- **Opdracht**
Geef de regels vanaf de regel met "give the mask of orange fruit" tot en met de allerlaatste regel weer als een JSON-lijst van strings, met één string per regel. Laat lege regels weg.

[Records met ruimtelijke annotaties]
===============
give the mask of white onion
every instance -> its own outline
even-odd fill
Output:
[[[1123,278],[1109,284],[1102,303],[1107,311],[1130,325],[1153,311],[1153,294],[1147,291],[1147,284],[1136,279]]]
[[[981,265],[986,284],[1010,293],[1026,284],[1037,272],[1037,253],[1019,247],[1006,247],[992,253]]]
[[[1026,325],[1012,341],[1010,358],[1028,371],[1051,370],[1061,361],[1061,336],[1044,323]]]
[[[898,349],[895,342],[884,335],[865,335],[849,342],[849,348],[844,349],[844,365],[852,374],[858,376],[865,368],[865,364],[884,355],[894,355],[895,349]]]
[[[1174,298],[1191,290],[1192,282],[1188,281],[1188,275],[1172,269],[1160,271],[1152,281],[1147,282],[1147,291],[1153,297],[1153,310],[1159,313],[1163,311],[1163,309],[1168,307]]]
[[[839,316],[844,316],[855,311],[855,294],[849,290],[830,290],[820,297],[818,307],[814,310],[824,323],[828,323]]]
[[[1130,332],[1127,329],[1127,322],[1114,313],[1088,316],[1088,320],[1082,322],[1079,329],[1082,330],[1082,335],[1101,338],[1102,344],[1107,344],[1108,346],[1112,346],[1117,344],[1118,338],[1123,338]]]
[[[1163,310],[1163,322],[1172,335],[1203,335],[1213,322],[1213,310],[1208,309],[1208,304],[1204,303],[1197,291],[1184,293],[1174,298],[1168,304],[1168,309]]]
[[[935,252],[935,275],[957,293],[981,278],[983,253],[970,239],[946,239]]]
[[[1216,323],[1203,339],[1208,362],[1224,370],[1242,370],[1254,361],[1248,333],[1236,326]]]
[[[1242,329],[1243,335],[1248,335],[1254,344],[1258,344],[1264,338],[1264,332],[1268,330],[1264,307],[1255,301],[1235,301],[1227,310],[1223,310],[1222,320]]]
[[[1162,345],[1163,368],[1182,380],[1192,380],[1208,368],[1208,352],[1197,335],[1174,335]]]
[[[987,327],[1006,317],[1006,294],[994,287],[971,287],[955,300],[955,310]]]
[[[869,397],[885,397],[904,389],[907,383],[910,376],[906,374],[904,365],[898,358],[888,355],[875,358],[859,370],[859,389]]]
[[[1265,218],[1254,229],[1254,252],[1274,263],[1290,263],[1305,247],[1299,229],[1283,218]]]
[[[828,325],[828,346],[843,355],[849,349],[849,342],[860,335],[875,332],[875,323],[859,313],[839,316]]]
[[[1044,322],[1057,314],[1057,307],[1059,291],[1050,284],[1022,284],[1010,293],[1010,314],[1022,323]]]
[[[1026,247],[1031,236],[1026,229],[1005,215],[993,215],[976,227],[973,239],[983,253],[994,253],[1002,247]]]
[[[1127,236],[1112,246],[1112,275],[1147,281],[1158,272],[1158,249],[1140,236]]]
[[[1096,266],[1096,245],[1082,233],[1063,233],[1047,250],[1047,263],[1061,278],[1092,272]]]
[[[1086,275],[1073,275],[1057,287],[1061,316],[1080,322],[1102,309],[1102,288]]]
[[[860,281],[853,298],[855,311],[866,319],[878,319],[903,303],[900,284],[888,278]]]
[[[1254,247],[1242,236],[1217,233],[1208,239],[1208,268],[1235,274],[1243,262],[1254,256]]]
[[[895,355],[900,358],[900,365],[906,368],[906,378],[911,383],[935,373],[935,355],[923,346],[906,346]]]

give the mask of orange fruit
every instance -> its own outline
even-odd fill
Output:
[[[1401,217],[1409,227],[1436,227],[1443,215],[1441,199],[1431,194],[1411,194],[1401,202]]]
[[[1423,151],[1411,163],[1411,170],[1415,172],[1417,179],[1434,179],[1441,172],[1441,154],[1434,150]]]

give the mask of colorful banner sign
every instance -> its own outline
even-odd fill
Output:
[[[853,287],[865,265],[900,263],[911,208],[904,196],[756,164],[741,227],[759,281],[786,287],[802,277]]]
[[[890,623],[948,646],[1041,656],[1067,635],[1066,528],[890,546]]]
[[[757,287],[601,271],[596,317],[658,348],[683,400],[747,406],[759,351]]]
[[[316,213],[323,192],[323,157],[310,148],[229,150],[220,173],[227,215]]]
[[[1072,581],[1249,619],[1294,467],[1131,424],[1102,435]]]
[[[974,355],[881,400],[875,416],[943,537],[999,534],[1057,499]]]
===============
- **Uitvoer**
[
  "give the mask of orange fruit",
  "every instance -> its own outline",
  "even-odd fill",
  "Output:",
  "[[[1401,217],[1409,227],[1436,227],[1443,215],[1441,199],[1431,194],[1411,194],[1401,202]]]",
  "[[[1423,151],[1411,163],[1411,170],[1415,172],[1417,179],[1434,179],[1441,172],[1441,154],[1434,150]]]",
  "give the mask of colorful banner sign",
  "every instance -> its own outline",
  "even-odd fill",
  "Output:",
  "[[[853,287],[865,265],[900,263],[911,208],[904,196],[756,164],[741,227],[759,281],[786,287],[802,277]]]",
  "[[[890,623],[948,646],[1041,656],[1067,635],[1066,528],[890,546]]]",
  "[[[757,287],[601,271],[596,317],[658,348],[683,400],[747,406],[759,351]]]",
  "[[[316,213],[323,192],[323,157],[310,148],[229,150],[220,173],[227,215]]]",
  "[[[1072,581],[1249,619],[1294,467],[1131,424],[1102,435]]]",
  "[[[974,355],[881,400],[875,416],[943,537],[999,534],[1057,499]]]"
]